Brief: Give back the lines below exactly, but do not include any pictures.

Supplied information:

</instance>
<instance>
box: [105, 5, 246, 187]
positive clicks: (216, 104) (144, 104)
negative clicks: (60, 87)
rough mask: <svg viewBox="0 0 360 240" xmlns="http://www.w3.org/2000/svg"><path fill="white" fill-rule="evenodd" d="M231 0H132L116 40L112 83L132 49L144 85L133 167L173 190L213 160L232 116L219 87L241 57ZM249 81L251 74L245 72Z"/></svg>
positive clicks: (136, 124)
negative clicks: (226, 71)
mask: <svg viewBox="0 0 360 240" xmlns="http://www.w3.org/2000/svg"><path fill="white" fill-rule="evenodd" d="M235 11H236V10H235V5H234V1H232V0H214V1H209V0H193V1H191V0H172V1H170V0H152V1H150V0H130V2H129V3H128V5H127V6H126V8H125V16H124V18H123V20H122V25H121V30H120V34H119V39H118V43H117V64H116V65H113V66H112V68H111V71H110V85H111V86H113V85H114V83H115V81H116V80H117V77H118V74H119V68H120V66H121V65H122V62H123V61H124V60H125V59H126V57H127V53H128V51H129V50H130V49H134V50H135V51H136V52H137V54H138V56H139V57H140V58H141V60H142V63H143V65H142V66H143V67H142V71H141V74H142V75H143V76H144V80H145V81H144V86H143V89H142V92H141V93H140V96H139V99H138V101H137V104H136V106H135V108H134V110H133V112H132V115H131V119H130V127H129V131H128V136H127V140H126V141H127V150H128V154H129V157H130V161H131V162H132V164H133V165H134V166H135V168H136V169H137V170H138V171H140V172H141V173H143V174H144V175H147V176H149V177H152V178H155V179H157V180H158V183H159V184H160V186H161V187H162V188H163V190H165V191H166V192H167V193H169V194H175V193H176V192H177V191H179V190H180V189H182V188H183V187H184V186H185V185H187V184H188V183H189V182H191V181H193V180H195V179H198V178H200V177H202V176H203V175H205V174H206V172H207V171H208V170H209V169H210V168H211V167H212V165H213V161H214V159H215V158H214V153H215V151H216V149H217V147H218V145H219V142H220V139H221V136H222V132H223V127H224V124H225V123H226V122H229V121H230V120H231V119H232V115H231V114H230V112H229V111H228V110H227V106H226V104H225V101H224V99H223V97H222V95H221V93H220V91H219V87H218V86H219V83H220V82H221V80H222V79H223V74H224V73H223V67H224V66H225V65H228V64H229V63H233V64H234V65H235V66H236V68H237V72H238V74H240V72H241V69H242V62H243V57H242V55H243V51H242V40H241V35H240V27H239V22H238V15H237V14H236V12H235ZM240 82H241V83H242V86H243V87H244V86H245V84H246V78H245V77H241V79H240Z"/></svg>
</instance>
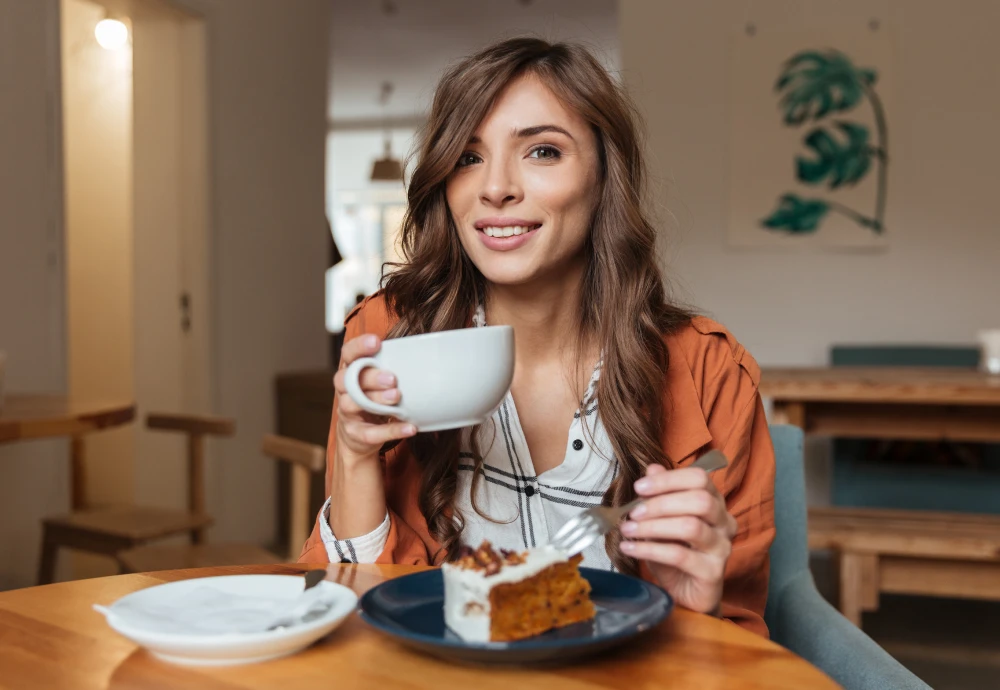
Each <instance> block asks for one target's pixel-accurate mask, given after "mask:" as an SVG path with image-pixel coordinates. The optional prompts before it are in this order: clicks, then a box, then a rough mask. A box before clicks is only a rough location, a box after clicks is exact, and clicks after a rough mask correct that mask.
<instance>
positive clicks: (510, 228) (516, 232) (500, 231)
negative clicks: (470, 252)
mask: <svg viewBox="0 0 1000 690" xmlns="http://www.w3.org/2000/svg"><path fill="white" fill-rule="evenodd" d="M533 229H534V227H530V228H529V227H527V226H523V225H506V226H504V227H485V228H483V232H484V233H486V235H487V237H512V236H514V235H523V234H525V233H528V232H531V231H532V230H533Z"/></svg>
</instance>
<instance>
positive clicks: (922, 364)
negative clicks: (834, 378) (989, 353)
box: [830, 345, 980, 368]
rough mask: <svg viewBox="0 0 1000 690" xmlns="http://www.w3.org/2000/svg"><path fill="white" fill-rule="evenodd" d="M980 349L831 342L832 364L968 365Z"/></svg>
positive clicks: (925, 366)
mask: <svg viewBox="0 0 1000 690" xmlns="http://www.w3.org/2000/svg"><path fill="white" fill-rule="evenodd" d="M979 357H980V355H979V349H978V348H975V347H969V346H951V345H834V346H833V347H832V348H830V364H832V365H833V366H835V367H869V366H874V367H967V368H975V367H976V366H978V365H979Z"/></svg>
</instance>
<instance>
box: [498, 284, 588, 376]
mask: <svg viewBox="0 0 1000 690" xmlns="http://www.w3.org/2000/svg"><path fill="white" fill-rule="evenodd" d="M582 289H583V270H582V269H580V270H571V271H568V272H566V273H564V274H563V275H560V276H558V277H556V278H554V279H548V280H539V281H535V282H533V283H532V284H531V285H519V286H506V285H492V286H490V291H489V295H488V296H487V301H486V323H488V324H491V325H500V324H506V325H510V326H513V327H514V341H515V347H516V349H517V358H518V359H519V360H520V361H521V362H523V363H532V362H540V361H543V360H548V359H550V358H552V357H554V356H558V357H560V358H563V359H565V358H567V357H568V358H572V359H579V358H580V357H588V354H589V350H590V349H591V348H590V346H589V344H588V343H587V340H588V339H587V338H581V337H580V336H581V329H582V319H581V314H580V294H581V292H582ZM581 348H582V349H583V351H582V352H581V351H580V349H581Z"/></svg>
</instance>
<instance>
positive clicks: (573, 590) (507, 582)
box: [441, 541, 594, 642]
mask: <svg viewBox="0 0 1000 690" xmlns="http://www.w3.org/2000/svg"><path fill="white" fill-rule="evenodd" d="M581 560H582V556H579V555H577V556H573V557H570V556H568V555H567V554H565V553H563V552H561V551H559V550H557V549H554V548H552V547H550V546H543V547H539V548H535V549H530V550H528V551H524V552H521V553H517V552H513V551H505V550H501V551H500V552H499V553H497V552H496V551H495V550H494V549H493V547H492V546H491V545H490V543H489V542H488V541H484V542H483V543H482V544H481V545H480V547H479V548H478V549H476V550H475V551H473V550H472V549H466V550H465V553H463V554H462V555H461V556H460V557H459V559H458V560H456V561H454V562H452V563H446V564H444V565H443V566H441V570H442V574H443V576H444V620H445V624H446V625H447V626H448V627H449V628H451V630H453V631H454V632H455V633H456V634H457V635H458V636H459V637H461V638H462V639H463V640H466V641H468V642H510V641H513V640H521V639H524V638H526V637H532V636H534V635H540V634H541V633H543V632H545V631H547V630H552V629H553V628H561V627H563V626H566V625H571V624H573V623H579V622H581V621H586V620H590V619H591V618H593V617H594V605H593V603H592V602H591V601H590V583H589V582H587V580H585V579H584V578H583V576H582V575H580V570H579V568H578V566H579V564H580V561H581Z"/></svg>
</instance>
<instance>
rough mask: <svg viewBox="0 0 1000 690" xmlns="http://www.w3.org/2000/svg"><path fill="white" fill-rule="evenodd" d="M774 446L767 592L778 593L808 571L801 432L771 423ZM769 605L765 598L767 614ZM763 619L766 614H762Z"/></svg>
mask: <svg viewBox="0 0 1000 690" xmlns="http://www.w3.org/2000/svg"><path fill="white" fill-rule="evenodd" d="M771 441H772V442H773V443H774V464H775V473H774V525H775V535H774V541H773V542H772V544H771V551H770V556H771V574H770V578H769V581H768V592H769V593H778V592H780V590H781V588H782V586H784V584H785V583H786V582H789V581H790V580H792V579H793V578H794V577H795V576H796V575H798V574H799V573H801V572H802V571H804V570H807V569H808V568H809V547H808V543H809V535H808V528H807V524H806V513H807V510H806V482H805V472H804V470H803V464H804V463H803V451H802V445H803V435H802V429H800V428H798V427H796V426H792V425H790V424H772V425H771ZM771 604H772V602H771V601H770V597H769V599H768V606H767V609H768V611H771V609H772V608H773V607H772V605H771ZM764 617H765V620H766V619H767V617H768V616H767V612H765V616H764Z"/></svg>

Expected output:
</instance>
<instance>
box: [105, 5, 246, 187]
positive clicks: (216, 104) (144, 104)
negative clicks: (60, 87)
rough mask: <svg viewBox="0 0 360 240" xmlns="http://www.w3.org/2000/svg"><path fill="white" fill-rule="evenodd" d="M231 0H132L116 40L112 83L132 49L144 85L133 167L173 190L213 160L232 116L219 87L241 57ZM249 81L251 74L245 72Z"/></svg>
positive clicks: (136, 124)
negative clicks: (226, 71)
mask: <svg viewBox="0 0 360 240" xmlns="http://www.w3.org/2000/svg"><path fill="white" fill-rule="evenodd" d="M235 11H236V10H235V5H234V1H232V0H214V1H209V0H193V1H191V0H172V1H170V0H152V1H150V0H130V2H129V3H128V5H127V6H126V8H125V16H124V18H123V20H122V25H121V30H120V34H119V39H118V43H117V64H116V65H113V66H112V68H111V71H110V85H111V86H113V85H114V83H115V81H116V80H117V77H118V74H119V68H120V66H121V65H122V62H123V61H124V60H125V59H126V57H127V53H128V51H129V50H130V49H134V50H135V51H136V52H137V54H138V56H139V57H140V58H141V60H142V63H143V65H142V66H143V67H142V71H141V74H142V75H143V76H144V80H145V81H144V86H143V89H142V92H141V93H140V96H139V99H138V101H137V104H136V106H135V108H134V110H133V112H132V115H131V119H130V127H129V131H128V136H127V140H126V141H127V150H128V154H129V157H130V161H131V162H132V164H133V165H134V166H135V168H136V169H137V170H138V171H140V172H141V173H143V174H144V175H147V176H149V177H152V178H155V179H157V180H158V183H159V184H160V186H161V187H162V188H163V190H165V191H166V192H167V193H169V194H175V193H176V192H177V191H179V190H180V189H182V188H183V187H184V186H185V185H187V184H188V183H189V182H191V181H193V180H195V179H198V178H200V177H202V176H203V175H205V174H206V172H207V171H208V170H209V169H210V168H211V167H212V165H213V161H214V159H215V158H214V153H215V151H216V149H217V147H218V145H219V142H220V139H221V136H222V132H223V127H224V124H225V123H226V122H229V121H230V120H231V119H232V115H231V114H230V112H229V111H228V110H227V106H226V104H225V101H224V99H223V97H222V95H221V93H220V91H219V87H218V86H219V83H220V82H221V80H222V79H223V74H224V73H223V67H224V66H225V65H228V64H229V63H233V64H234V65H235V66H236V68H237V72H238V74H240V72H241V69H242V62H243V57H242V55H243V51H242V40H241V35H240V27H239V22H238V15H237V14H236V12H235ZM240 82H241V83H242V86H243V87H244V86H245V84H246V78H245V77H241V79H240Z"/></svg>
</instance>
Each <instance> block asks for one target's pixel-accurate mask, given after "mask:" as an SVG path with image-pixel coordinates. The optional prompts before it are in this order: clicks, then a box, then a rough mask. A box before clicks is only a rough location, a box after clicks is exact, and clicks after a rough mask correct that mask.
<instance>
positive clicks: (510, 228) (516, 232) (500, 231)
negative clicks: (470, 252)
mask: <svg viewBox="0 0 1000 690" xmlns="http://www.w3.org/2000/svg"><path fill="white" fill-rule="evenodd" d="M533 229H534V227H530V228H529V227H527V226H523V225H506V226H504V227H485V228H483V232H484V233H486V235H487V237H512V236H514V235H523V234H525V233H528V232H531V231H532V230H533Z"/></svg>
</instance>
<instance>
positive clicks: (922, 364)
negative clicks: (834, 378) (989, 353)
box: [830, 345, 980, 368]
rough mask: <svg viewBox="0 0 1000 690" xmlns="http://www.w3.org/2000/svg"><path fill="white" fill-rule="evenodd" d="M980 349L831 342L832 364L968 365Z"/></svg>
positive clicks: (925, 366)
mask: <svg viewBox="0 0 1000 690" xmlns="http://www.w3.org/2000/svg"><path fill="white" fill-rule="evenodd" d="M979 357H980V355H979V349H978V348H975V347H969V346H951V345H834V346H833V347H832V348H830V364H832V365H833V366H835V367H869V366H874V367H967V368H975V367H976V366H978V365H979Z"/></svg>
</instance>
<instance>
box: [498, 284, 588, 376]
mask: <svg viewBox="0 0 1000 690" xmlns="http://www.w3.org/2000/svg"><path fill="white" fill-rule="evenodd" d="M582 289H583V270H582V269H580V270H571V271H568V272H566V273H564V274H563V275H560V276H558V277H556V278H554V279H548V280H539V281H535V282H533V283H532V284H531V285H519V286H506V285H492V286H490V291H489V295H488V296H487V301H486V323H488V324H491V325H500V324H506V325H510V326H513V327H514V341H515V347H516V349H517V358H518V359H519V360H520V361H521V362H523V363H532V362H540V361H543V360H548V359H550V358H552V357H554V356H558V357H560V358H563V359H565V358H567V357H568V358H572V359H579V358H580V357H588V354H589V350H590V349H591V348H590V346H589V344H588V343H587V340H588V339H587V338H581V337H580V336H581V329H582V319H581V314H580V294H581V292H582ZM581 348H582V349H583V351H582V352H581V351H580V349H581Z"/></svg>
</instance>
<instance>
positive clicks: (573, 590) (507, 582)
box: [441, 541, 594, 642]
mask: <svg viewBox="0 0 1000 690" xmlns="http://www.w3.org/2000/svg"><path fill="white" fill-rule="evenodd" d="M581 560H582V556H579V555H577V556H573V557H570V556H568V555H567V554H565V553H563V552H561V551H559V550H557V549H554V548H552V547H550V546H543V547H539V548H535V549H530V550H528V551H524V552H521V553H517V552H513V551H505V550H501V551H500V552H499V553H497V552H496V551H495V550H494V549H493V547H492V546H491V545H490V543H489V542H488V541H484V542H483V543H482V544H481V545H480V547H479V548H478V549H476V550H475V551H473V550H472V549H466V550H465V553H463V554H462V555H461V556H460V557H459V559H458V560H456V561H454V562H452V563H446V564H444V565H443V566H441V570H442V574H443V576H444V620H445V624H446V625H447V626H448V627H449V628H451V630H453V631H454V632H455V633H456V634H457V635H458V636H459V637H461V638H462V639H463V640H466V641H468V642H510V641H513V640H521V639H524V638H526V637H532V636H534V635H540V634H541V633H543V632H545V631H547V630H552V629H553V628H561V627H563V626H566V625H571V624H573V623H579V622H581V621H586V620H590V619H591V618H593V617H594V605H593V603H592V602H591V601H590V583H589V582H587V580H585V579H584V578H583V576H582V575H580V570H579V568H578V566H579V564H580V561H581Z"/></svg>
</instance>
<instance>
rough mask: <svg viewBox="0 0 1000 690" xmlns="http://www.w3.org/2000/svg"><path fill="white" fill-rule="evenodd" d="M774 446L767 592L778 593L808 571L801 432L771 423ZM769 605L765 598L767 614ZM763 619L766 614H762Z"/></svg>
mask: <svg viewBox="0 0 1000 690" xmlns="http://www.w3.org/2000/svg"><path fill="white" fill-rule="evenodd" d="M771 441H772V442H773V443H774V464H775V473H774V525H775V535H774V541H773V542H772V544H771V551H770V556H771V574H770V578H769V581H768V592H769V593H778V592H780V590H781V588H782V586H784V584H785V583H786V582H789V581H790V580H792V579H793V578H794V577H795V576H796V575H798V574H799V573H801V572H802V571H804V570H807V569H808V568H809V547H808V543H809V535H808V528H807V524H806V513H807V510H806V482H805V472H804V470H803V464H804V463H803V451H802V445H803V435H802V429H800V428H798V427H796V426H792V425H790V424H772V425H771ZM771 604H772V602H771V601H770V597H769V599H768V606H767V609H768V611H771V609H772V608H773V607H772V605H771ZM764 617H765V620H766V619H767V617H768V616H767V612H765V616H764Z"/></svg>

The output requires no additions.